→ **Material erkunden**:
A. Zähle alle Berichte auf, die der Auszug zur Sonderprüfung mit einer Jahreszahl nennt.
B. Führe den Auszug zur Sonderprüfung im Anschluss an seinen letzten Satz fort.
═══ Vorliegender Auszug ═══
In dem Prüfungsbericht von Rödl & Partner werden die Ergebnisse der Sonderprüfung zusammengefasst. Hiernach habe sich der Prüfer Ernst & Young intensiv mit dem TPA-Geschäftsmodell auseinandergesetzt. Es hätten sich Ansatzpunkte gezeigt, dass der Abschlussprüfer die Vorgaben der IDW-Prüfungsstandards nicht vollumfänglich umgesetzt habe. Eine systematische Analyse der Betrugsindikatoren gemäß IDW PS 210 (2012), Tz. 35, hätte in Bezug auf das TPA-Geschäft zu einer erhöhten kritischen Grundhaltung und weitergehenden Prüfungshandlungen führen können. Die Qualität der dokumentierten Prüfungsnachweise, auf die sich der Abschlussprüfer stütze, sei nicht durchgehend von hoher Verlässlichkeit, da es sich häufig nicht um Drittbestätigungen, sondern um unternehmensintern erstellte Unterlagen und mündliche Auskünfte handeln würde. Im Konzernanhang 2016 würden möglicherweise entscheidungsrelevante Angaben zur Altersstruktur von Forderungen aus Lieferungen und Leistungen fehlen. Für die TPAs sei keine erkennbare Beurteilung des internen Kontrollsystems bei der Auslagerung der Rechnungslegung erfolgt, IDW-PS 331 (2010). Das TPA-Geschäft hätte im Prüfungsbericht zum Konzernabschluss 2015 als sachverhaltsgestaltende Maßnahme erläutert werden können. Die kaum erkennbare Berichterstattung über das TPA-Geschäft im Konzernlagebericht 2015 habe eine sachgerechte Beurteilung und Analyse von Geschäftsverlauf und Lage durch einen verständigen Adressaten erschwert.
═══ Quelldaten ═══
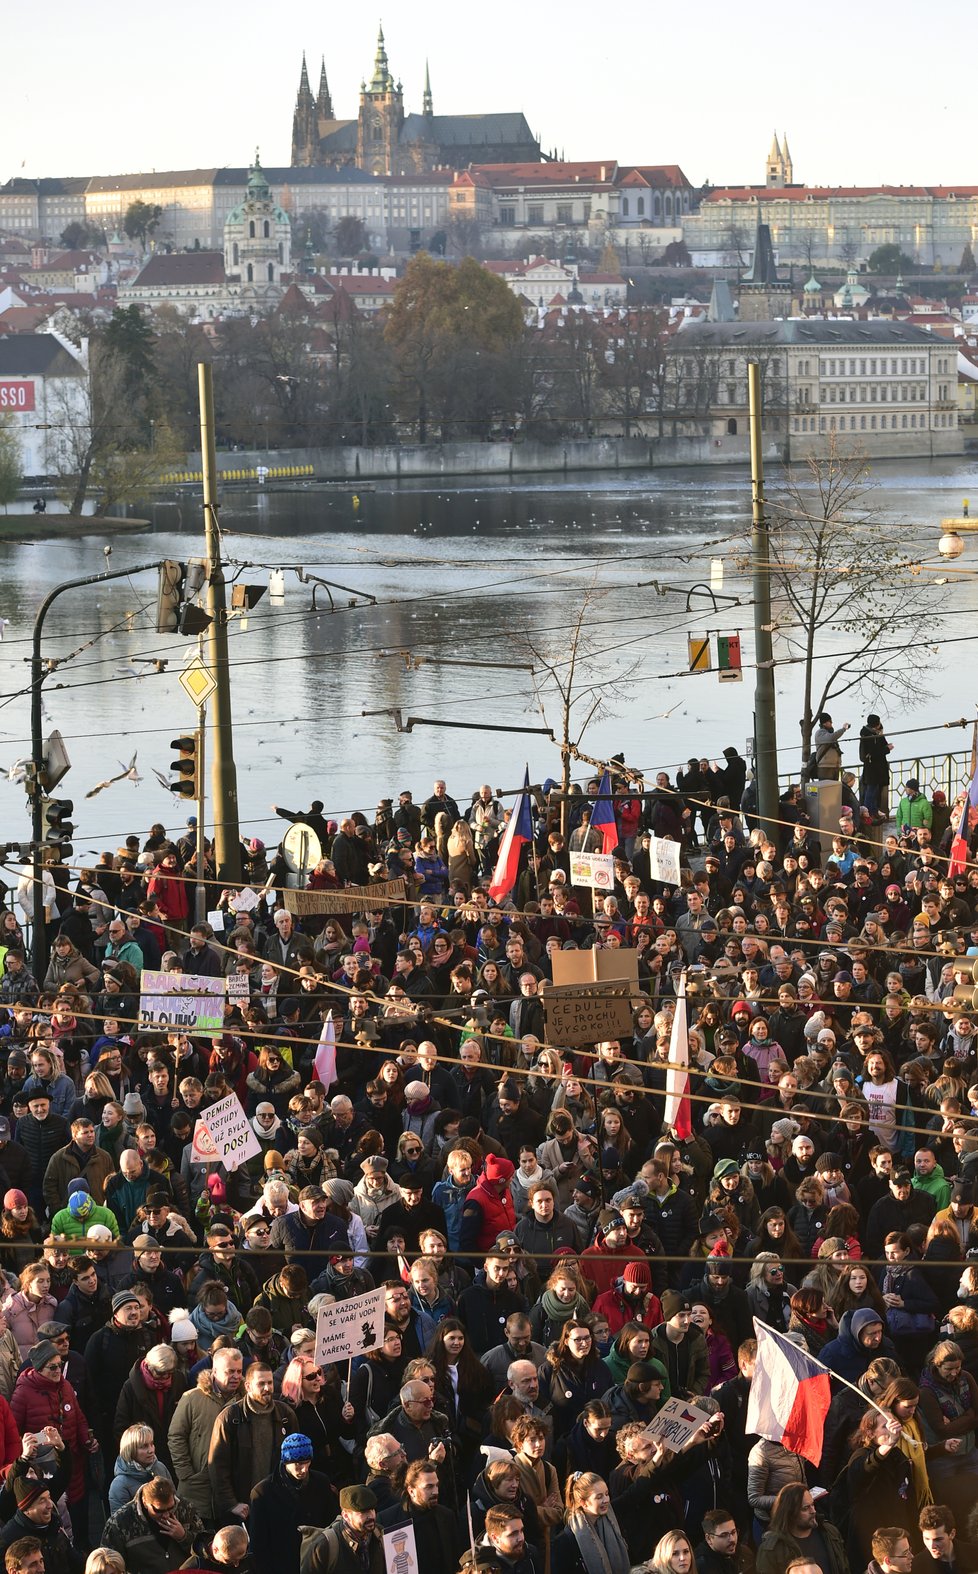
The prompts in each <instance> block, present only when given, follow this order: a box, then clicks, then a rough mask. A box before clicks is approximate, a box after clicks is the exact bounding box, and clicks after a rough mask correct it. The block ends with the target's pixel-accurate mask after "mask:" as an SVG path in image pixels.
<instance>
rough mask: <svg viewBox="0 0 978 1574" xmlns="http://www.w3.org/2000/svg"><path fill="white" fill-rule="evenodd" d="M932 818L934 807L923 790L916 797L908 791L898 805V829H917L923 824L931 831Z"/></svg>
mask: <svg viewBox="0 0 978 1574" xmlns="http://www.w3.org/2000/svg"><path fill="white" fill-rule="evenodd" d="M932 818H934V809H932V807H931V803H929V801H928V798H924V795H923V793H921V792H918V793H917V796H915V798H912V796H910V793H907V792H906V793H904V795H902V798H901V800H899V803H898V806H896V829H898V831H917V829H918V828H920V826H921V825H923V826H924V828H926V829H928V831H929V829H931V822H932Z"/></svg>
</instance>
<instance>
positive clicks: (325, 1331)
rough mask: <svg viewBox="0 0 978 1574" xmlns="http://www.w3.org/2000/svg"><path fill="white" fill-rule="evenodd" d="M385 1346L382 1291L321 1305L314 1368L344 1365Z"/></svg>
mask: <svg viewBox="0 0 978 1574" xmlns="http://www.w3.org/2000/svg"><path fill="white" fill-rule="evenodd" d="M383 1343H384V1291H383V1286H381V1288H380V1289H370V1291H367V1294H365V1295H353V1297H351V1299H350V1300H334V1302H328V1303H326V1305H323V1306H320V1311H318V1316H317V1354H315V1358H317V1365H318V1366H326V1365H329V1362H346V1360H350V1358H351V1357H353V1355H365V1354H367V1352H369V1350H375V1349H376V1347H378V1344H383Z"/></svg>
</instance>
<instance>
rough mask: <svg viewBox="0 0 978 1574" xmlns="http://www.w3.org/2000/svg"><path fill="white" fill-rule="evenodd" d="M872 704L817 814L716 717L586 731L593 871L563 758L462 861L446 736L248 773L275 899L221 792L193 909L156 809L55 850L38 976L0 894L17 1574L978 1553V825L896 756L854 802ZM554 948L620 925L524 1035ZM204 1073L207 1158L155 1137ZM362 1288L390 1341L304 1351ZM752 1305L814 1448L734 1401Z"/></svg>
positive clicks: (2, 1248) (520, 1571)
mask: <svg viewBox="0 0 978 1574" xmlns="http://www.w3.org/2000/svg"><path fill="white" fill-rule="evenodd" d="M843 730H844V729H835V727H833V726H832V718H828V716H825V718H821V732H822V733H825V735H827V738H825V737H824V738H822V740H821V741H819V738H817V735H816V745H814V759H813V771H814V774H817V776H821V778H825V776H827V774H830V773H832V771H838V770H839V768H841V737H843ZM863 733H868V735H869V738H868V743H866V748H865V749H863V740H861V738H860V757H861V760H863V767H865V771H863V781H861V782H860V781H855V779H854V784H850V785H849V784H844V792H843V817H841V820H839V825H838V829H835V828H833V834H825V833H819V831H816V829H813V826H811V825H808V823H806V820H805V812H803V804H802V800H800V798H798V795H797V793H792V792H787V793H786V795H784V798H783V801H781V807H780V815H778V826H776V829H775V831H773V833H772V829H770V826H769V829H767V831H765V829H762V828H761V826H758V823H756V822H754V820H753V818H751V812H753V811H751V782H750V781H748V773H746V767H745V762H743V760H742V759H740V757H739V756H737V751H734V749H726V751H724V754H723V762H721V763H718V762H710V760H690V762H688V767H687V768H683V771H680V773H677V779H676V781H672V779H671V776H669V773H665V771H663V773H660V774H658V776H657V779H655V782H654V784H646V782H644V781H636V782H630V781H628V779H627V778H625V776H622V778H621V781H622V785H621V789H616V792H614V796H613V809H614V825H613V831H614V836H613V839H614V841H616V845H614V891H613V892H608V894H597V892H594V891H592V889H589V888H586V886H580V885H575V881H573V880H572V855H573V853H575V852H589V850H598V848H600V847H605V845H606V844H608V828H606V822H608V815H606V814H602V815H598V817H597V822H603V829H602V831H598V829H597V828H595V826H592V815H594V811H595V807H597V792H598V782H597V781H594V782H591V784H587V785H586V787H584V789H583V790H581V792H575V793H573V795H572V798H570V801H569V803H561V801H559V798H558V800H553V798H548V796H543V795H537V796H535V801H534V809H532V822H534V836H532V841H531V842H529V844H528V845H526V847H524V848H523V853H521V867H520V870H518V875H517V878H515V883H513V885H512V888H510V889H509V891H507V892H502V894H501V892H499V891H496V894H495V896H490V891H488V888H490V885H491V877H493V869H495V866H496V856H498V852H499V842H501V837H502V834H504V829H506V820H507V811H506V809H504V806H502V803H501V801H499V798H498V795H496V793H493V790H491V789H490V787H482V789H480V790H479V792H477V793H474V795H472V796H471V801H469V803H466V804H465V807H463V809H460V804H458V803H457V801H455V800H454V798H452V796H450V795H449V793H447V790H446V784H444V782H443V781H438V782H435V790H433V793H432V796H430V798H428V800H427V801H425V803H424V804H419V806H416V804H414V801H413V793H409V792H403V793H400V798H398V801H397V806H395V804H394V800H383V801H381V803H380V804H378V807H376V812H375V818H373V822H370V820H369V818H367V817H365V815H362V814H350V815H345V817H340V818H337V820H331V818H329V817H328V812H326V811H324V806H323V804H321V803H313V804H312V806H310V809H309V811H285V809H277V807H276V814H279V815H282V817H283V818H285V820H293V822H295V820H298V822H302V823H304V825H307V826H309V829H310V833H313V834H315V837H317V839H318V842H320V850H321V858H320V859H318V861H317V867H315V872H313V874H312V875H310V878H309V881H307V886H309V889H310V891H313V892H315V891H321V892H331V899H329V902H326V903H323V907H324V911H321V913H313V914H312V916H302V918H301V919H299V921H296V918H295V916H293V913H291V911H290V910H288V907H287V905H285V897H283V888H285V874H283V858H285V852H283V848H279V850H277V853H269V852H268V850H266V848H265V847H263V844H261V842H260V841H257V839H255V841H249V842H247V844H246V845H244V848H243V853H244V856H246V863H247V880H246V883H244V885H243V886H235V888H219V889H214V892H213V908H214V911H220V914H222V921H224V927H217V929H214V927H213V924H209V922H200V924H194V922H192V918H191V914H192V902H194V885H195V878H197V870H195V863H194V861H195V855H197V839H195V826H194V823H191V825H187V829H186V833H184V834H181V836H176V837H173V836H170V834H169V833H167V831H165V828H164V826H159V825H157V826H153V828H151V831H150V836H148V837H145V839H140V837H129V839H128V841H126V844H124V845H123V847H121V848H118V850H113V852H107V853H106V855H104V856H102V858H101V859H99V861H98V864H93V866H91V867H79V869H69V867H66V866H65V864H58V863H55V864H52V866H50V869H49V870H47V883H46V910H44V914H38V924H39V926H41V927H43V929H44V938H46V940H47V941H49V943H50V960H49V963H47V965H46V966H44V970H43V976H39V977H35V974H33V971H31V962H30V949H28V946H27V943H25V933H24V929H22V919H20V916H19V913H17V911H16V908H14V907H13V905H11V907H6V908H5V910H3V911H2V913H0V962H2V976H0V1069H2V1075H0V1188H2V1204H3V1206H2V1210H0V1275H2V1280H3V1283H2V1284H0V1294H2V1300H0V1451H2V1458H0V1473H2V1478H3V1481H2V1486H0V1550H2V1552H3V1557H5V1565H6V1571H8V1574H82V1571H87V1574H167V1571H170V1569H176V1568H205V1569H214V1571H241V1574H252V1571H254V1574H334V1571H340V1574H419V1571H425V1574H428V1571H433V1569H438V1571H443V1569H444V1571H447V1574H450V1571H454V1569H458V1568H469V1569H487V1571H490V1569H493V1571H496V1569H498V1571H512V1574H628V1571H630V1569H636V1568H641V1569H649V1571H652V1574H693V1568H696V1571H698V1574H751V1571H753V1569H756V1571H758V1574H787V1571H791V1574H863V1571H869V1574H921V1571H928V1574H929V1571H931V1569H932V1571H934V1574H969V1571H970V1569H976V1571H978V1508H976V1503H978V1445H976V1434H978V1015H976V1012H975V1009H973V998H972V995H973V979H972V971H973V968H975V957H976V955H978V867H975V864H973V863H969V864H967V866H965V867H964V869H961V870H958V872H953V874H950V872H948V845H950V844H948V845H942V831H940V826H939V825H935V822H934V814H932V812H928V814H924V811H923V807H917V809H915V807H913V806H915V803H917V800H921V801H923V804H926V807H928V811H932V809H934V807H935V806H934V804H931V803H928V800H924V798H923V795H921V793H920V790H918V787H917V784H907V793H906V795H904V798H901V806H899V809H898V814H896V822H895V828H893V829H890V823H891V822H887V820H885V817H887V812H888V806H887V781H885V752H887V749H885V748H880V745H879V738H882V726H880V724H879V718H869V721H868V724H866V727H865V729H863ZM825 743H828V745H835V746H836V751H835V759H833V757H832V752H830V748H822V745H825ZM884 743H885V740H884ZM872 762H876V767H879V770H876V778H874V779H869V781H868V779H866V765H868V763H869V765H871V771H869V774H871V776H872V770H874V768H876V767H872ZM880 776H882V779H880ZM869 789H872V790H869ZM846 790H849V793H850V796H852V800H854V801H852V803H849V801H847V800H846ZM904 803H909V807H904ZM937 807H940V806H937ZM950 823H951V817H950V814H948V825H950ZM652 836H655V837H671V839H672V841H676V842H679V844H680V848H682V878H680V883H679V886H665V885H661V883H660V881H657V880H655V878H652V867H654V864H652V858H650V837H652ZM392 878H403V881H405V894H403V897H402V899H397V897H394V899H391V896H389V892H387V891H386V892H384V897H383V900H378V902H376V903H375V905H373V903H370V902H369V900H367V902H364V899H362V897H357V899H356V900H350V902H348V903H343V900H342V892H343V889H346V888H350V886H362V885H370V883H372V881H391V880H392ZM25 894H27V892H25ZM307 905H313V907H315V903H307ZM326 908H328V910H326ZM570 949H605V951H616V949H624V951H628V952H632V954H633V955H632V957H630V959H628V960H630V965H632V962H635V965H636V973H638V984H636V985H635V996H633V1001H632V1007H633V1015H632V1029H630V1033H628V1034H625V1036H622V1037H619V1039H616V1040H605V1042H595V1044H589V1045H584V1047H575V1048H569V1047H565V1045H561V1044H553V1042H550V1039H548V1034H546V990H548V985H550V984H551V981H553V976H554V955H556V952H564V951H570ZM143 968H150V970H156V968H162V970H167V971H180V973H187V974H197V976H209V977H222V976H225V977H228V979H233V981H235V982H233V984H228V992H227V1001H225V1004H224V1025H222V1031H220V1033H217V1034H213V1033H209V1034H202V1033H187V1031H183V1029H178V1031H164V1029H159V1028H151V1026H145V1025H140V971H142V970H143ZM680 979H685V998H682V999H680V1004H679V1006H677V993H679V995H680V996H682V995H683V990H680ZM677 1011H680V1012H685V1018H687V1028H688V1058H690V1089H688V1091H690V1100H688V1103H690V1108H691V1129H688V1130H687V1127H685V1121H683V1118H682V1116H680V1113H679V1111H677V1108H676V1103H674V1102H669V1103H668V1083H669V1069H671V1067H669V1056H671V1045H672V1040H674V1031H672V1029H674V1017H676V1012H677ZM331 1036H332V1040H334V1050H335V1070H334V1073H332V1072H331V1075H329V1078H328V1083H329V1084H328V1086H323V1081H321V1080H320V1077H318V1073H317V1066H320V1069H321V1064H323V1062H321V1059H318V1058H317V1056H318V1050H320V1047H321V1042H326V1040H328V1039H329V1037H331ZM228 1094H236V1097H238V1099H239V1100H241V1105H243V1107H244V1111H246V1114H247V1119H249V1122H250V1127H252V1130H254V1136H255V1140H257V1149H258V1151H257V1152H255V1154H254V1155H252V1157H250V1158H249V1160H247V1162H246V1163H244V1165H241V1166H238V1168H235V1169H227V1168H225V1166H224V1165H222V1163H220V1162H214V1160H209V1162H208V1160H206V1158H200V1157H198V1154H197V1152H195V1147H194V1129H195V1122H197V1121H198V1119H200V1118H202V1114H205V1113H206V1110H208V1108H209V1105H213V1103H214V1102H217V1100H220V1099H225V1097H227V1096H228ZM668 1114H671V1116H672V1124H669V1121H668V1119H666V1116H668ZM376 1288H383V1294H384V1336H383V1343H381V1344H380V1346H378V1347H376V1349H372V1350H369V1352H367V1354H364V1355H361V1357H357V1358H354V1360H353V1362H350V1363H348V1362H340V1363H334V1365H329V1363H324V1362H321V1360H320V1358H318V1341H317V1332H315V1330H317V1319H318V1316H320V1313H321V1308H329V1306H331V1305H334V1303H337V1302H343V1300H346V1299H350V1297H353V1295H361V1294H364V1292H365V1291H370V1289H376ZM324 1316H326V1317H328V1316H329V1313H328V1311H326V1314H324ZM754 1319H759V1321H761V1322H764V1324H765V1325H767V1327H770V1328H775V1330H778V1332H780V1333H781V1335H783V1336H784V1338H786V1339H787V1341H791V1343H794V1344H795V1346H797V1347H798V1350H805V1352H808V1354H809V1355H813V1357H816V1360H817V1362H821V1363H824V1366H825V1368H828V1371H830V1373H832V1374H833V1377H832V1404H830V1409H828V1415H827V1418H825V1428H824V1447H822V1451H821V1459H819V1462H817V1464H814V1462H811V1461H806V1459H803V1458H802V1456H800V1454H798V1453H794V1451H792V1450H791V1448H789V1447H786V1445H784V1442H776V1440H773V1439H770V1437H758V1435H753V1434H750V1432H748V1431H746V1418H748V1396H750V1390H751V1379H753V1376H754V1366H756V1362H758V1339H756V1328H754ZM669 1399H679V1401H683V1402H687V1404H688V1406H693V1407H695V1409H696V1410H699V1412H701V1415H699V1417H696V1418H695V1420H696V1428H695V1431H691V1434H690V1435H688V1437H687V1439H685V1442H683V1445H682V1447H679V1448H672V1447H669V1445H668V1443H666V1440H665V1439H663V1437H661V1435H660V1434H658V1432H657V1428H655V1417H657V1415H658V1412H660V1409H661V1407H663V1404H666V1402H668V1401H669ZM411 1558H414V1563H416V1566H414V1565H413V1563H411Z"/></svg>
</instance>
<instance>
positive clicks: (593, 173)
mask: <svg viewBox="0 0 978 1574" xmlns="http://www.w3.org/2000/svg"><path fill="white" fill-rule="evenodd" d="M602 172H603V173H602ZM472 175H482V176H483V178H485V179H487V183H488V184H490V186H512V184H526V186H576V184H581V183H584V184H591V186H595V184H597V186H600V184H605V186H613V184H614V179H616V175H617V159H587V161H584V162H580V164H570V162H567V164H564V162H556V164H476V165H474V167H472Z"/></svg>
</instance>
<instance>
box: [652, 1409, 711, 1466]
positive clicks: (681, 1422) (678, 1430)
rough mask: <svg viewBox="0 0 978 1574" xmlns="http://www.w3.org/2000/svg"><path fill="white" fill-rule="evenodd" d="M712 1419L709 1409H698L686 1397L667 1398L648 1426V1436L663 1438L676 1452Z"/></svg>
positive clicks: (657, 1411) (679, 1449)
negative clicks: (673, 1398)
mask: <svg viewBox="0 0 978 1574" xmlns="http://www.w3.org/2000/svg"><path fill="white" fill-rule="evenodd" d="M707 1421H712V1415H710V1412H709V1410H698V1409H696V1406H695V1404H687V1401H685V1399H666V1402H665V1404H663V1407H661V1410H657V1412H655V1415H654V1417H652V1420H650V1421H649V1424H647V1428H646V1437H652V1439H655V1440H661V1442H663V1443H666V1445H668V1447H669V1448H672V1450H674V1451H676V1453H679V1450H680V1448H682V1447H683V1443H687V1442H688V1440H690V1437H691V1435H693V1432H698V1431H699V1428H701V1426H706V1423H707Z"/></svg>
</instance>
═══
→ **Antworten je Aufgabe**:
A. Konzernanhang 2016; Prüfungsbericht zum Konzernabschluss 2015; Konzernlagebericht 2015

B.
Fazit: Der Untersuchungsbericht von Rödl & Partner belegt eine Anzahl von Regelverstößen in Bezug auf unterlassene Prüfungshandlungen bei der Wirecard AG durch den Abschlussprüfer Ernst & Young, Stuttgart. Der Bericht stellt die bisher qualifizierteste  Grundlage zur Durchsetzung von Schadensersatzansprüchen dar. Die Erfahrungswerte aus dem Sonderprüfungsbericht Wirecard AG bezüglich der konkreten Eigenschaften überhöhter Forderungen dürfen nicht lösgelöst von der Rechtspraxis gesehen werden. Sie lassen sich auf nahezu alle größeren Insolvenzverfahren mit geringer Quote übertragen. Sie stützen sich – in einfachen Worten formuliert - darauf, dass nicht alle zum Konzern zugehörigen Gesellschaften in einer Konzernbilanz mit den gegenseitigen Forderungen und Verbindlichkeiten erfasst werden. Gegenseitige Forderungen und Verbindlichkeiten würden sich dann aufheben.